=== RECORDS FOR THE EXERCISE ===

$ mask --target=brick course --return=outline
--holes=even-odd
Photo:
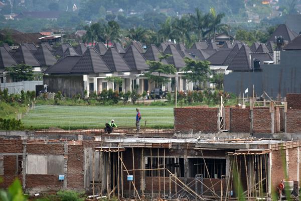
[[[231,108],[230,109],[230,130],[233,132],[250,132],[250,109]]]
[[[175,108],[176,131],[202,131],[204,133],[217,132],[217,108]]]

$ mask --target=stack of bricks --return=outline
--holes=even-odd
[[[289,133],[301,133],[301,94],[286,94],[286,130]]]
[[[177,131],[214,133],[217,130],[218,108],[175,108],[175,129]]]

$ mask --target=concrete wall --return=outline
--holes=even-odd
[[[83,75],[44,75],[44,83],[48,85],[48,92],[56,93],[62,91],[67,97],[79,93],[84,95]]]
[[[251,94],[253,85],[257,96],[266,92],[275,97],[288,93],[301,93],[301,51],[281,52],[280,64],[262,64],[262,72],[233,72],[224,76],[225,91],[242,95],[246,88]],[[245,94],[245,95],[246,94]]]

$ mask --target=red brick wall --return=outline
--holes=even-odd
[[[301,93],[286,94],[287,109],[301,109]]]
[[[64,155],[64,145],[28,144],[26,151],[30,154]]]
[[[84,188],[84,146],[68,145],[67,171],[68,188]]]
[[[253,131],[255,133],[271,133],[271,114],[269,108],[254,108]]]
[[[16,174],[17,156],[4,156],[3,166],[4,174]]]
[[[22,175],[0,175],[0,177],[3,179],[2,182],[0,182],[0,188],[6,188],[11,185],[15,179],[17,178],[20,181],[21,184],[22,183]]]
[[[286,130],[289,133],[301,132],[301,110],[287,109]]]
[[[52,188],[62,187],[63,183],[59,180],[59,175],[51,174],[26,174],[26,187],[34,188],[42,186]]]
[[[231,108],[230,110],[230,128],[233,132],[250,132],[250,110]]]
[[[175,108],[176,131],[217,132],[217,108]]]

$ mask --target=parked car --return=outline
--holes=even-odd
[[[162,99],[166,96],[167,91],[163,91],[161,88],[155,88],[150,91],[150,97],[152,99]]]

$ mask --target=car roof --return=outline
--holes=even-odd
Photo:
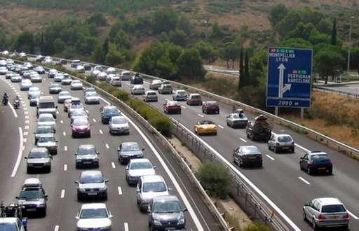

===

Copy every one of the records above word for word, omitting the pictures.

- FINISHED ANSWER
$ mask --target=brick course --return=outline
--holes=even-odd
Photo:
[[[231,108],[230,109],[230,130],[233,132],[250,132],[250,109]]]
[[[175,108],[176,131],[202,131],[204,133],[217,132],[217,108]]]

$ mask --target=stack of bricks --return=outline
--holes=even-odd
[[[289,133],[301,133],[301,94],[286,94],[286,130]]]
[[[177,131],[214,133],[217,130],[218,108],[175,108],[175,129]]]

$ mask --target=concrete wall --return=outline
--holes=even-odd
[[[83,75],[44,75],[44,83],[48,85],[48,92],[56,93],[62,91],[67,97],[79,93],[84,95]]]
[[[251,94],[253,85],[257,96],[266,92],[275,97],[288,93],[301,93],[301,51],[281,52],[280,64],[262,64],[262,72],[233,72],[224,76],[225,91],[242,95],[246,88]],[[245,94],[245,95],[246,94]]]

$ mask --target=red brick wall --return=outline
--holes=even-odd
[[[301,93],[286,94],[287,109],[301,109]]]
[[[64,155],[64,145],[28,144],[26,151],[30,154]]]
[[[84,188],[84,146],[68,145],[67,171],[68,188]]]
[[[253,131],[255,133],[271,133],[271,114],[269,108],[254,108]]]
[[[16,174],[17,156],[4,156],[3,166],[4,174]]]
[[[22,175],[0,175],[0,177],[3,179],[2,182],[0,182],[0,188],[6,188],[11,185],[15,179],[17,178],[20,181],[21,184],[22,183]]]
[[[286,130],[289,133],[301,132],[301,110],[287,109]]]
[[[52,188],[62,187],[63,183],[59,180],[59,175],[51,174],[26,174],[26,187],[34,188],[42,186]]]
[[[231,108],[230,110],[230,128],[233,132],[250,132],[250,110]]]
[[[175,108],[176,131],[217,132],[217,108]]]

$ mask --target=parked car --return=outline
--holes=even-odd
[[[162,99],[166,96],[167,91],[163,91],[161,88],[155,88],[150,91],[150,97],[152,99]]]

$ mask --target=car roof --return=outline
--holes=even-odd
Photo:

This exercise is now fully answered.